# [Work order A]
Answer these questions using the text on the ICD-10 transition:
(i) What is the ICD-10 implementation date?
(ii) Roughly how many diagnosis codes does the conversion move from, and to how many?
(iii) How many procedure codes does the US have that other countries do not use?
# [Work order B]
From the text on the ICD-10 transition, set down everything from "Along with the" down to "than 12 months.", word for word.
# [Work order C]
Resume the text on the ICD-10 transition, starting after its final sentence.

# [Extracted text]
• • • •

You've probably already marked your practice calendar for October 1, 2014. Yet, the ICD-10 implementation date is approaching faster than you probably want. Preparing in advance is critical to your ability to avoid reducing your income stream and enduring multiple rejected or delayed claims reimbursements.
If, for reasons difficult to defend, your practice has yet to begin preparations for the massive conversion from ICD-9 to ICD-10, it's not too late. However, you must eliminate previous procrastination and take action now. The necessity of converting from around 13,000 diagnosis codes to around 68,000 codes, including optional sub-classifications, is even more difficult in the United States.
Along with the international diagnosis codes, the US has 76,000 procedure codes, which other countries do not use. If you believe the transition will be a leisurely "walk in the park," you are deluding yourself. Transition problems are more serious than mere documentation cleanup will fix.
The revenue stream for your practice could be seriously reduced, at least temporarily. Further compounding the potential problem: ICD-10 codes are not merely a restatement of and additions to ICD-9 codes. There are numerous changes to the structure and underlying concepts of the ICD-9 system used in the US for so many years. You must recognize the symptoms and warning signs indicating that your practice is not ready to make this transition in less than 12 months.

• • • •

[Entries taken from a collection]
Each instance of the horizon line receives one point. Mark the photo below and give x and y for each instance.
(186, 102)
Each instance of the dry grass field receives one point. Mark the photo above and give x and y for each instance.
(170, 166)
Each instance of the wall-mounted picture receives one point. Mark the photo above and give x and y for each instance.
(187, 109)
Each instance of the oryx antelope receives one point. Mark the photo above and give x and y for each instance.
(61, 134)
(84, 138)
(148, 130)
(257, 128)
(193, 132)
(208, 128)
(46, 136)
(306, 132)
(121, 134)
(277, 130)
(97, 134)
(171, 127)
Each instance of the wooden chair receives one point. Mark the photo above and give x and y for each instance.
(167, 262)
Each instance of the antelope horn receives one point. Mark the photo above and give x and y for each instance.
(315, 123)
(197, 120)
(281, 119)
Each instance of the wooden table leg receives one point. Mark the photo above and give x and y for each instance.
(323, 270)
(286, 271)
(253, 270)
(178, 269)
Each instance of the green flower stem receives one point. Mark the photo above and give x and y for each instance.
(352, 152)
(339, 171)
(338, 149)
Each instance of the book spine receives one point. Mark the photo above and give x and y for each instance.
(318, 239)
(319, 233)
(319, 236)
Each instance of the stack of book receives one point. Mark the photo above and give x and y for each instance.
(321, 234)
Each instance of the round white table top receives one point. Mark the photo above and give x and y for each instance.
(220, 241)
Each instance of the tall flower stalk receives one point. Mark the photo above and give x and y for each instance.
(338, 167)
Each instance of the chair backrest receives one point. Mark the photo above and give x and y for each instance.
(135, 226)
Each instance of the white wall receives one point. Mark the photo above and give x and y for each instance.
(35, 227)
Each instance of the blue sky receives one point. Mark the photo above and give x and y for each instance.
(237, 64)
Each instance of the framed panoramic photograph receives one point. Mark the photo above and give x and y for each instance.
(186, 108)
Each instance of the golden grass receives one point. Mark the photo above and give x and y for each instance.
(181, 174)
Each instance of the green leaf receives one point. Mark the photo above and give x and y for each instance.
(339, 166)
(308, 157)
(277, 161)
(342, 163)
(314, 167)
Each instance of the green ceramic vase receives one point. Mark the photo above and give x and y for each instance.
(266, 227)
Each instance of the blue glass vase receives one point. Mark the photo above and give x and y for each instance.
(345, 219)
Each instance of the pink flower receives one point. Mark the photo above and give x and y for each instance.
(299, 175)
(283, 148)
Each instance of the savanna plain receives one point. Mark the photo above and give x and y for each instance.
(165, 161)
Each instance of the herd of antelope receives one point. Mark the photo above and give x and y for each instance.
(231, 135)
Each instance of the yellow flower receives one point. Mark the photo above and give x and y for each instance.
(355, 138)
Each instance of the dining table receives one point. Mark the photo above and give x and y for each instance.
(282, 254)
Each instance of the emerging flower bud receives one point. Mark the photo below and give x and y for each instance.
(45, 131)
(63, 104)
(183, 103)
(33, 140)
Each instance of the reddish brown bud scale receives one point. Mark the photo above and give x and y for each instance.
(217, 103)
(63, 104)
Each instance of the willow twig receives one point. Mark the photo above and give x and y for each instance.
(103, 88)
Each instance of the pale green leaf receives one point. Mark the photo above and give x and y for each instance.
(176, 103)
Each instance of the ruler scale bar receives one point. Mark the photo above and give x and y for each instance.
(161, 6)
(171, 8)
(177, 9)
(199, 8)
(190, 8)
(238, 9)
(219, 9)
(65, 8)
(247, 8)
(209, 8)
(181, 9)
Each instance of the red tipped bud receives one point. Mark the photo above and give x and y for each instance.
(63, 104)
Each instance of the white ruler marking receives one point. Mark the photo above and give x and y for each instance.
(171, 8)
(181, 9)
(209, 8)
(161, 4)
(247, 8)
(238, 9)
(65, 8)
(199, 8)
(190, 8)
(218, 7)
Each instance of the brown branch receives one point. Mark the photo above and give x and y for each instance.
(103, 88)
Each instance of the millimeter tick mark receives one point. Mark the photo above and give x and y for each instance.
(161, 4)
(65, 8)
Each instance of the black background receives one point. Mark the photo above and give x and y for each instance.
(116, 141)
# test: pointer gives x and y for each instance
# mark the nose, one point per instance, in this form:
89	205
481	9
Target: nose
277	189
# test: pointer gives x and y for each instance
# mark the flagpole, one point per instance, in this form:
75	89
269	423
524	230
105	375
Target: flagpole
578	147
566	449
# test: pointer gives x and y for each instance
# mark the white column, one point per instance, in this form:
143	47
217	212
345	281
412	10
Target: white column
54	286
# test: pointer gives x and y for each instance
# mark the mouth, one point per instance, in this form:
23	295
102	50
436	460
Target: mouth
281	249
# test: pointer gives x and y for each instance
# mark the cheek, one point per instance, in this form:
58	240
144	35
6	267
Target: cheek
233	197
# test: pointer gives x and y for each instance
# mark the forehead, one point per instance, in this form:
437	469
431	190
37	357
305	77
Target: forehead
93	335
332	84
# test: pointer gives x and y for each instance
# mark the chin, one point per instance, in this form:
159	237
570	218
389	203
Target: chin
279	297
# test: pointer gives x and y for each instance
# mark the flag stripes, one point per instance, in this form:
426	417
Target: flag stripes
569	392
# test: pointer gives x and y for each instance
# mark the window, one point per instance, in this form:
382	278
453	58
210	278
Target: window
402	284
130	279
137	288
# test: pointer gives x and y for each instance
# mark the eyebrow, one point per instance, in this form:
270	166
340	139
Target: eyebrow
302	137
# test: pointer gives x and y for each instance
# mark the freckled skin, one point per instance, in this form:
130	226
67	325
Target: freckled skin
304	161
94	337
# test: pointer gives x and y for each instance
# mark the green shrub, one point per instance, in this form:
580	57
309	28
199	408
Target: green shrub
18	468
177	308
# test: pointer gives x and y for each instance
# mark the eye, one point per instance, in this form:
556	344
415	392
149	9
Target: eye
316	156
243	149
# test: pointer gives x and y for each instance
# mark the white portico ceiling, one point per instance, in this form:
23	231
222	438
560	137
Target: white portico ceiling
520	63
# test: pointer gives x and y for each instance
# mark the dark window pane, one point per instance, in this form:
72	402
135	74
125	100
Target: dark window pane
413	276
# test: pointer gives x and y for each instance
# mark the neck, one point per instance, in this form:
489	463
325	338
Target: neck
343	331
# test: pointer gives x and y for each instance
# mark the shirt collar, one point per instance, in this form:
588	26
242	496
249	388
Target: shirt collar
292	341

• • • •

# [Task answer A]
(i) October 1, 2014
(ii) From around 13,000 to around 68,000, including optional sub-classifications
(iii) 76,000

# [Task answer B]
Along with the international diagnosis codes, the US has 76,000 procedure codes, which other countries do not use. If you believe the transition will be a leisurely "walk in the park," you are deluding yourself. Transition problems are more serious than mere documentation cleanup will fix.
The revenue stream for your practice could be seriously reduced, at least temporarily. Further compounding the potential problem: ICD-10 codes are not merely a restatement of and additions to ICD-9 codes. There are numerous changes to the structure and underlying concepts of the ICD-9 system used in the US for so many years. You must recognize the symptoms and warning signs indicating that your practice is not ready to make this transition in less than 12 months.

# [Task answer C]
Five Symptoms Your Practice Is Not ICD-10 Ready Now
- You have not built up some extra operating cash should reimbursements be delayed after conversion. Practice operating expenses will continue at or above current levels regardless of reimbursement revenue stream reductions. Stockpiling some extra cash will help smooth out the transition, addressing potentially inevitable delayed claim payments.
- The practice has not adopted a procedure for proofreading documentation to better ensure that ICD-10 claims are "clean" before submission. Along with thousands of new codes and structure changes, many payers will implement claim submission procedural changes. To minimize potential income shortfalls, having one or more staff members check all ICD-10 claims for accuracy before submission is a necessity.
- You have yet to begin intense, formal training for your medical billing staff. Since there are concept and ideological differences when transitioning from ICD-9 to ICD-10, the challenge of training your staff is complex. The many differences will not permit a quick, crash course for your staff. You'll get much better results by having less pressure-packed training sessions now on a regular schedule.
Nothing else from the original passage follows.